▶ **What this task involves**
From the notes on single pass receptors below, list every type of single pass receptor named in Answer 1.

▶ **Given text**
3 - Single Pass Receptors - Gray

Question 1

give 4 examples of single pass receptors

and briefly describe their structure

Answer 1

• guanylate cyclase receptors eg atrial naturetic peptide
• TGFB receptor family
• receptor tyrosine kinase family eg insulin, growth factors
• non-catalytic eg cytokine Rs
• single TM helix that has its own enzyme activity or is coupled to another molecule that does. cannot act as own therefore function as dimers

Question 2

briefly describe guanylate cyclase receptors as a whole

Answer 2

bind ligands and dimerise
intrinsic enzyme activity
converts GTP -> cGMP (2nd messenger) + PPi

Question 3

Give an example of a guanylate receptor and its role in the body

Answer 3

• eg atrial naturetic peptide receptor has guanylate cyclase activity
• overall aim is to reduce blood volume
• the ANP hormone secreted by heart muscle cells that are stretched (indicative of high blood pressure)

▶ **Records**
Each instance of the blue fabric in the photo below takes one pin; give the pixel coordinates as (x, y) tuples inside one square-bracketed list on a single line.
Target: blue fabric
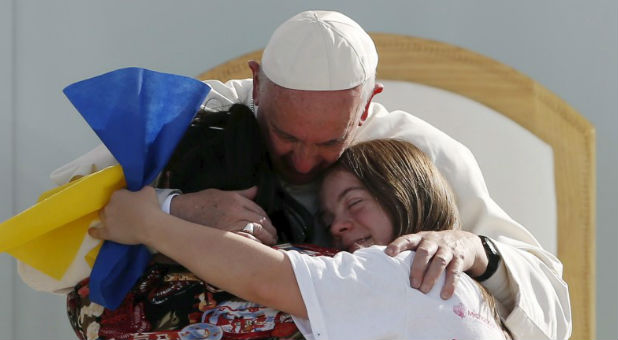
[(140, 115)]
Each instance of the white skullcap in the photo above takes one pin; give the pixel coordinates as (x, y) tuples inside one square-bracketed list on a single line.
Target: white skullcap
[(319, 51)]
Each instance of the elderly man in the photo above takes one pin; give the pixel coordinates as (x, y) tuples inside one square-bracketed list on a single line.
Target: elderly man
[(312, 95)]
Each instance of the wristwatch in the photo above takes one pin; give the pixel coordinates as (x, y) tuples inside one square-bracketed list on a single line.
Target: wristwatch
[(493, 256)]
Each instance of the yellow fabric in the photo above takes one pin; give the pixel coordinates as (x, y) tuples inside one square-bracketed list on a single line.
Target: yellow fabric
[(48, 235)]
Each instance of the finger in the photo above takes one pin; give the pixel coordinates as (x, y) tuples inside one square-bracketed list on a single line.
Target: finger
[(403, 243), (424, 253), (453, 272), (264, 235), (259, 218), (438, 264), (250, 193)]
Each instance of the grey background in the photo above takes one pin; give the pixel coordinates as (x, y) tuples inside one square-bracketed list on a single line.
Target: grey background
[(570, 47)]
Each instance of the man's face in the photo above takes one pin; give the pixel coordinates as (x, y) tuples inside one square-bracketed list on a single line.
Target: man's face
[(306, 131)]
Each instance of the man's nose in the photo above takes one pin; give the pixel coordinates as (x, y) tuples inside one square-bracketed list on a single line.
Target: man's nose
[(305, 158)]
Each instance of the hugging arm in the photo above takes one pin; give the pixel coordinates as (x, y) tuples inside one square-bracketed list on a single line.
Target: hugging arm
[(243, 267)]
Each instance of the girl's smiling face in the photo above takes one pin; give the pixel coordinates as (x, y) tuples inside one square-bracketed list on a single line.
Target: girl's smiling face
[(354, 217)]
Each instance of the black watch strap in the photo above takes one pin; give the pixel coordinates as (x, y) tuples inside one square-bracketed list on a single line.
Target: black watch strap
[(493, 256)]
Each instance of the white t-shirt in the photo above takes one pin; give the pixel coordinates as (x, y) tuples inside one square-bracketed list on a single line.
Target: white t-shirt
[(367, 295)]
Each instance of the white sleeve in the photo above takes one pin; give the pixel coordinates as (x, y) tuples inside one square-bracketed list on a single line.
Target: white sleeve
[(345, 295), (538, 296)]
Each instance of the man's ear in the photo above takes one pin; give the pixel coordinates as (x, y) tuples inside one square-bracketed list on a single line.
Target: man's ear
[(377, 89), (255, 70)]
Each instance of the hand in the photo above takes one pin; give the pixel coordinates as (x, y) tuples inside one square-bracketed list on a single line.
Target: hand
[(453, 251), (125, 218), (225, 210)]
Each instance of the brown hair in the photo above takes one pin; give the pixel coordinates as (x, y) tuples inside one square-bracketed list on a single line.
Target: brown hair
[(411, 190), (405, 183)]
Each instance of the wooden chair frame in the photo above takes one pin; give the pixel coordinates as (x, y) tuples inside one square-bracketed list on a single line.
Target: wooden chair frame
[(530, 105)]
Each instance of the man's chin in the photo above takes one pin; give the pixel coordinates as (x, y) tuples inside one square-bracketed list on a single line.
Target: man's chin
[(296, 178)]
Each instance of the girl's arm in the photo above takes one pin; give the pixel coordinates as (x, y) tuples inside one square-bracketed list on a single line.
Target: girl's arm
[(241, 266)]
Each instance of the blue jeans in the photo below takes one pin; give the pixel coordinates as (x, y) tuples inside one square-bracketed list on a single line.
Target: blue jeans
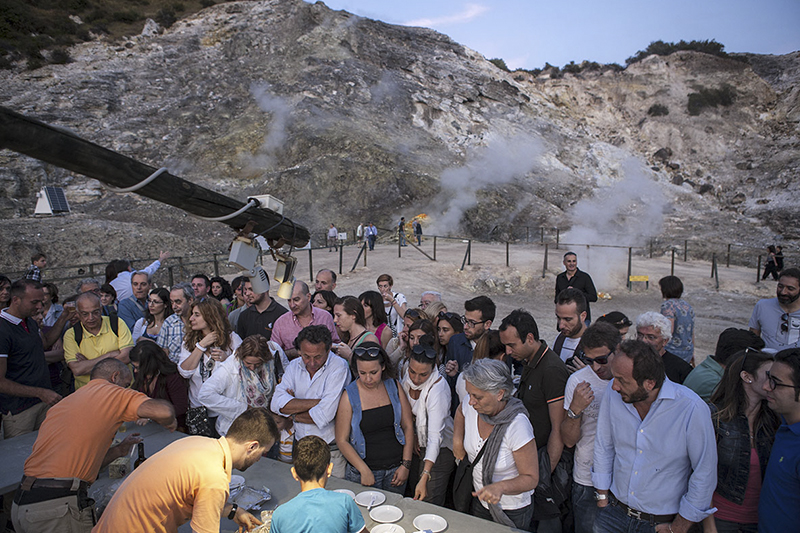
[(520, 517), (584, 507), (383, 478), (612, 519)]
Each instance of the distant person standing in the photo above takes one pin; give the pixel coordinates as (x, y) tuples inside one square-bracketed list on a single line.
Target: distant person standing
[(372, 234), (577, 279), (771, 268), (38, 262), (401, 231), (333, 238), (680, 315)]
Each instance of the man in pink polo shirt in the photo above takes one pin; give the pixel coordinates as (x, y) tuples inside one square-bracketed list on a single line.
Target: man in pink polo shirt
[(303, 314)]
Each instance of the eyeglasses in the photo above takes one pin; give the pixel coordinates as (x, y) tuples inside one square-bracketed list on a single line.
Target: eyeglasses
[(369, 353), (424, 349), (602, 360), (472, 323), (773, 383)]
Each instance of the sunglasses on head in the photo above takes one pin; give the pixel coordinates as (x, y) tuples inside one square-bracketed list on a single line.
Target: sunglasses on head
[(424, 349), (373, 352), (602, 360)]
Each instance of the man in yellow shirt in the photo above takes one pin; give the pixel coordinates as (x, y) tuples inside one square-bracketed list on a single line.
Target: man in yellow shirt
[(190, 480), (98, 339)]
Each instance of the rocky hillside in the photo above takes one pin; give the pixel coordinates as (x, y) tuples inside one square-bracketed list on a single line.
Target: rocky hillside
[(345, 118)]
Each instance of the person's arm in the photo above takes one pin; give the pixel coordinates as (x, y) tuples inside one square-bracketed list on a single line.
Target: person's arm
[(12, 388), (407, 423), (527, 462), (344, 417)]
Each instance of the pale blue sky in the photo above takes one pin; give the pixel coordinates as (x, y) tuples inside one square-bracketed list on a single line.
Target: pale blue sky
[(528, 33)]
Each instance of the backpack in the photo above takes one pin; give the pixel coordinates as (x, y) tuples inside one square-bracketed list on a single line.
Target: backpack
[(113, 320)]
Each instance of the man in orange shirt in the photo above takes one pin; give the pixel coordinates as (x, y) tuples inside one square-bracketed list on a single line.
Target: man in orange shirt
[(190, 480), (60, 468)]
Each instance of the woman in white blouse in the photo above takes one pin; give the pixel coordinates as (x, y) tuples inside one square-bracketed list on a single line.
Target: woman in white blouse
[(429, 395), (245, 380), (208, 341), (508, 471)]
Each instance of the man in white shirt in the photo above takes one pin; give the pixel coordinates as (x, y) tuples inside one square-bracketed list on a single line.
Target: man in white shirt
[(571, 324), (582, 396), (310, 390)]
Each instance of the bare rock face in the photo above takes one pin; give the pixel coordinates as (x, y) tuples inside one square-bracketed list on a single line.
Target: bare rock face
[(345, 118)]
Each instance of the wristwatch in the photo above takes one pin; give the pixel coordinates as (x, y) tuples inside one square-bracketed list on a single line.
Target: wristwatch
[(235, 507)]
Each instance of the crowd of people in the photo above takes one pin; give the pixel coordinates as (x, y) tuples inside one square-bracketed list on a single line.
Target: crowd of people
[(613, 428)]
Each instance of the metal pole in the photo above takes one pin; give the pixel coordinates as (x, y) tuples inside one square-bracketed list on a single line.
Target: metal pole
[(544, 263), (758, 270), (630, 265)]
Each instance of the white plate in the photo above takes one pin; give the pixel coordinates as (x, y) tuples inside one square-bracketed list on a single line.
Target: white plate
[(386, 514), (388, 528), (347, 491), (433, 522), (370, 498)]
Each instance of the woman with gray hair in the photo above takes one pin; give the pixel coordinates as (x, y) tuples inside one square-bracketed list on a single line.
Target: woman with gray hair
[(508, 470)]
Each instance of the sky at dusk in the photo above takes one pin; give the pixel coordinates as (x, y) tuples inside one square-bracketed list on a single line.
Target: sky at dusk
[(528, 33)]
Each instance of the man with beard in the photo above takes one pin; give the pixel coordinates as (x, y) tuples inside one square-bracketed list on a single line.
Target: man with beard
[(190, 479), (655, 452), (570, 322), (777, 320)]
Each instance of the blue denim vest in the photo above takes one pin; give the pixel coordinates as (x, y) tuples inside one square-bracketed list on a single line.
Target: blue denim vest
[(356, 436), (733, 456)]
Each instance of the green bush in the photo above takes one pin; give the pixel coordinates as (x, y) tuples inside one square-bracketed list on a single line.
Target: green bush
[(499, 63), (723, 96)]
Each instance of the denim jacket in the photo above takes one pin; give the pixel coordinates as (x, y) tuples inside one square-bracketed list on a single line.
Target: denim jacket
[(356, 436), (733, 455)]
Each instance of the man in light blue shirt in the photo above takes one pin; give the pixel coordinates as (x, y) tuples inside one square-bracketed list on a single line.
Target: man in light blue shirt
[(655, 453)]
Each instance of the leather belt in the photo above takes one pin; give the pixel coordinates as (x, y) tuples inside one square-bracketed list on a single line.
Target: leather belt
[(653, 519)]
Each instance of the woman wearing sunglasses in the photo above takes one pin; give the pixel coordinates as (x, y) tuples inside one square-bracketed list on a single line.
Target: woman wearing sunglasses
[(348, 315), (429, 395), (745, 428), (374, 430)]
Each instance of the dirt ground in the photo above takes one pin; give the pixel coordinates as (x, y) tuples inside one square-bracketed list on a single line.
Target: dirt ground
[(521, 284)]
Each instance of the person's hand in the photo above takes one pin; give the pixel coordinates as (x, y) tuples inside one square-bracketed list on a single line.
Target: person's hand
[(128, 443), (421, 490), (400, 476), (367, 478), (489, 494), (582, 397), (245, 520), (50, 397), (208, 340)]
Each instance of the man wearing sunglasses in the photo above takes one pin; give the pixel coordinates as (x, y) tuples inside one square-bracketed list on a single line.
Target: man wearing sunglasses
[(777, 320), (779, 505), (582, 397)]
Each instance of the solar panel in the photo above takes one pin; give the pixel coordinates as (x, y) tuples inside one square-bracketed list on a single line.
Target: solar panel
[(57, 199)]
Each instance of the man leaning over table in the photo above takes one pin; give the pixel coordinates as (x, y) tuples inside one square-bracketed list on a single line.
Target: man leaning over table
[(53, 492), (655, 452), (190, 480), (310, 390)]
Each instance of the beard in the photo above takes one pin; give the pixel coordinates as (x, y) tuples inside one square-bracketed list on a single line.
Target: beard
[(639, 395)]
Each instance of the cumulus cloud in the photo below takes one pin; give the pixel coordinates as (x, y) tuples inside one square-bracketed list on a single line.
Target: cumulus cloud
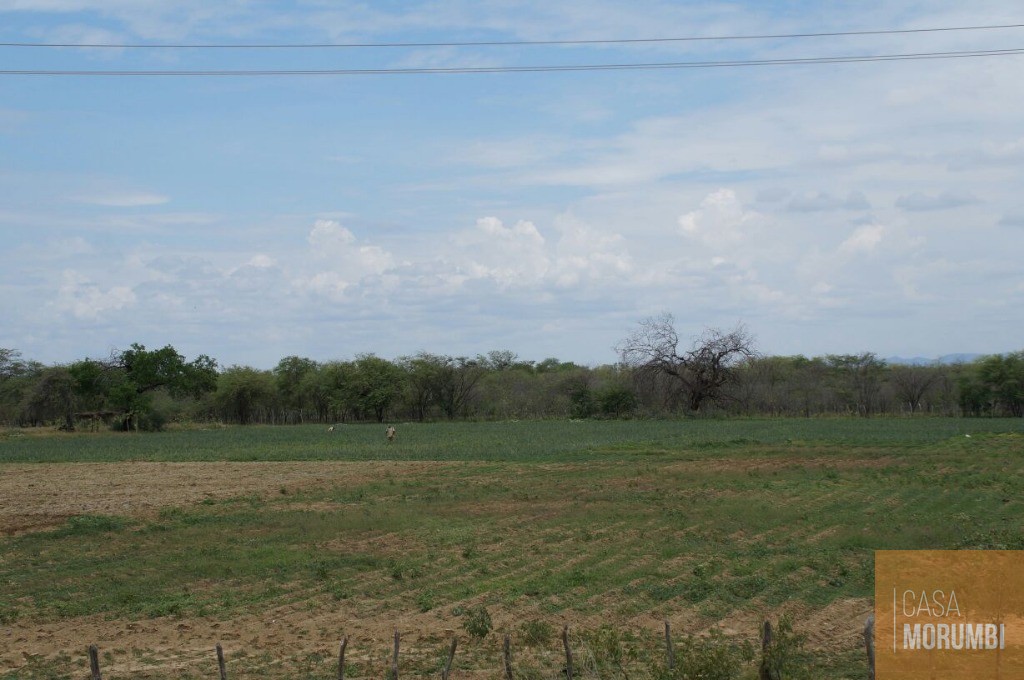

▶ **Response**
- Guanylate cyclase receptors
- TGFB receptor family
- Receptor tyrosine kinase family
- Non-catalytic receptors